==== Passage given ====

The incident left a 43-year-old New Mexico mother dead.
Software consultant Jim Demetros says it happened on his 55th birthday -- which he says he will rename his "life day." He was on a flight to Texas for a conference.
He says about 30 minutes into the flight he heard an explosion, and oxygen masks dropped from the ceiling. Chaos erupted for several minutes as the plane dropped about 10,000 feet.
"My immediate focus was to text my wife," he says. "Tell her that I was on a plane that just had an engine blow up. And let her know that I loved her, and tell the kids that I love them."
The National Transportation Safety Board says 22 minutes passed between the explosion and the emergency landing in Philadelphia. 
The victim was sitting three rows behind Demetros on the other side of the plane. Her name was Jennifer Riordan. She worked as a bank executive for Wells Fargo and had two children.
Debris from the blown engine struck and shattered the window near her seat, and air pressure partially sucked her through the hole.
A school nurse and EMT performed CPR on her for about 20 minutes as the plane rerouted to Philadelphia for an emergency landing.
Authorities have praised the pilot, a former Navy aviator, for her "nerves of steel" in making that landing.
Southwest Airlines says it will inspect its entire fleet following its first passenger death in its 51-year history.

====

### Stated task
In the passage about the engine explosion, how many minutes passed between the explosion and the emergency landing in Philadelphia, according to the National Transportation Safety Board?

==== Data extract ====

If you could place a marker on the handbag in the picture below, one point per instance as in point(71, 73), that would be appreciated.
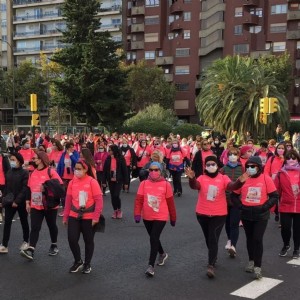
point(100, 226)
point(8, 199)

====

### Expected output
22 minutes